§ JOB:
Please return, character for character, the part of the rows below that opens with the line containing "sky in this" and closes with the line containing "column 1189, row 266", with both of those lines included.

►

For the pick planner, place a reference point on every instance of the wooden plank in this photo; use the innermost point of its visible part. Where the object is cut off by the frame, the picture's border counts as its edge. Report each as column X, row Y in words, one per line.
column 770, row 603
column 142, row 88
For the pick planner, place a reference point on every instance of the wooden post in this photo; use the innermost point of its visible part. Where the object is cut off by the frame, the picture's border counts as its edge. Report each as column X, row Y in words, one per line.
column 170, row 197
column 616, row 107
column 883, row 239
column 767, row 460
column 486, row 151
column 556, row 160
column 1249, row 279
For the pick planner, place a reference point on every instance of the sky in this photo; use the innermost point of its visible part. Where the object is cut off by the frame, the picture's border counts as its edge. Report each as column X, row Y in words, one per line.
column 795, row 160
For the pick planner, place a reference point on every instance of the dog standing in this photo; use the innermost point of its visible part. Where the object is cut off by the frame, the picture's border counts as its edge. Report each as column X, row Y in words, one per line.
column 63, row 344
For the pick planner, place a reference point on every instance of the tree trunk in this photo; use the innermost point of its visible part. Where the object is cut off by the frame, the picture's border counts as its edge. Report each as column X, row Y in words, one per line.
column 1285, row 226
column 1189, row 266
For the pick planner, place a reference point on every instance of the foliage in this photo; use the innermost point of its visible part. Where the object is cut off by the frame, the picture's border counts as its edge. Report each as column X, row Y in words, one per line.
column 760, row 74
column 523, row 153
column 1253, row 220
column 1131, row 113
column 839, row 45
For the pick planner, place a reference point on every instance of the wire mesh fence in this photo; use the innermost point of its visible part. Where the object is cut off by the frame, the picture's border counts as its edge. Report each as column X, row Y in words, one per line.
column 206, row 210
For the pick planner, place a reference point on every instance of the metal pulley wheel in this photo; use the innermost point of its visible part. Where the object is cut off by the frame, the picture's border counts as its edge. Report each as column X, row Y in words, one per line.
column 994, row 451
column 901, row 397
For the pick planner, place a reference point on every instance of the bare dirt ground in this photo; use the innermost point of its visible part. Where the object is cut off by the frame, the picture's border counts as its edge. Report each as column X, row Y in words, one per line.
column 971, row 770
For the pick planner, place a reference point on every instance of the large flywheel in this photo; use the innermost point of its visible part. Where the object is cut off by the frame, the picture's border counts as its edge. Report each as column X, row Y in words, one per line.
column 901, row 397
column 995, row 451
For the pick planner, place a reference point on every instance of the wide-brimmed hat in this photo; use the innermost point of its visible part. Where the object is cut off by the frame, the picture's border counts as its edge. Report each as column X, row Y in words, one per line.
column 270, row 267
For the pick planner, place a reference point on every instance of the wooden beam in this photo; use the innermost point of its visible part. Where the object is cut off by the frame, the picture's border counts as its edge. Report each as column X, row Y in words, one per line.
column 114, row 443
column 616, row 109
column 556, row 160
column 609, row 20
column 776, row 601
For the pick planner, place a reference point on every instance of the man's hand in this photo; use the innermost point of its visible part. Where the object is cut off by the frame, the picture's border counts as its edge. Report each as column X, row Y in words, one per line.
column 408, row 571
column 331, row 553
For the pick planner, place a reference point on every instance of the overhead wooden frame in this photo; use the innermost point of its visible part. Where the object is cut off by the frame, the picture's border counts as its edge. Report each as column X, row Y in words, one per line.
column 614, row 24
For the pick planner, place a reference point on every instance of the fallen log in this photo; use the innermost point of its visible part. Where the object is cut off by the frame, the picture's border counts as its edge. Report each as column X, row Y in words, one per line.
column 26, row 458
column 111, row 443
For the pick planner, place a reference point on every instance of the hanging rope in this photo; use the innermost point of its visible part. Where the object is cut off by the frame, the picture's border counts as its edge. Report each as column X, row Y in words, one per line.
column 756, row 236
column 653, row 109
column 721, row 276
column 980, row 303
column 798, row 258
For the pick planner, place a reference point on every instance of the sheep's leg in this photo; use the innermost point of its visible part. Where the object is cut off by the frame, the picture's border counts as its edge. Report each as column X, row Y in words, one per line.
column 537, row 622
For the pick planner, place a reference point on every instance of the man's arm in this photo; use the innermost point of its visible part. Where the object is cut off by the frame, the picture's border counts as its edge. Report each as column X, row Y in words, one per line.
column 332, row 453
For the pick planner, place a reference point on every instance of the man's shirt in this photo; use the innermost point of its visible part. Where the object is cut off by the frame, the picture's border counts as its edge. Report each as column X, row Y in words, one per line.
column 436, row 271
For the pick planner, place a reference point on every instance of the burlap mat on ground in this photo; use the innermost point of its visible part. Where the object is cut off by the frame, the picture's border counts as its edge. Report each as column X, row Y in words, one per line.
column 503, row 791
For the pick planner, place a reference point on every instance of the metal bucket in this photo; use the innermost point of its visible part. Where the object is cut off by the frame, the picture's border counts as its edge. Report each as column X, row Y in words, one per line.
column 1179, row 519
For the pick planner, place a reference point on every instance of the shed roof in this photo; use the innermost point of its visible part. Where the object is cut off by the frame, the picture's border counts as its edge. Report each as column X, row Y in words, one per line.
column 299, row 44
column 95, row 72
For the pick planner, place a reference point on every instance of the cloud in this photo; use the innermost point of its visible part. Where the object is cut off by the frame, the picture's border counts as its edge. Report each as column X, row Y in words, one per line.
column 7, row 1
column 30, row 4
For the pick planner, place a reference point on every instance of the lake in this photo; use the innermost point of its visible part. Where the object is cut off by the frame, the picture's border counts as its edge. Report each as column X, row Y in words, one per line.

◄

§ SOLUTION FOR THIS EXERCISE:
For the pick planner, place a reference point on every instance of the sky in this photo; use the innermost point of its visible part. Where the object is cut off by the frame, the picture's border counts as its edge. Report each as column X, row Y in words, one per line.
column 795, row 160
For the pick planner, place a reference point on every instance of the dog standing in this photo; use the innermost point of its visible part. Where the object is cut off by the frame, the picture's border counts as its edge. Report each as column X, row Y in words, one per line.
column 63, row 344
For the pick planner, place a reference point on every instance of the tree trunk in this photo; use the innermost point of its visible part. Where the object is cut off by the frame, the picture's border counts as its edge. Report each as column X, row Y in words, one per line.
column 1285, row 226
column 1189, row 266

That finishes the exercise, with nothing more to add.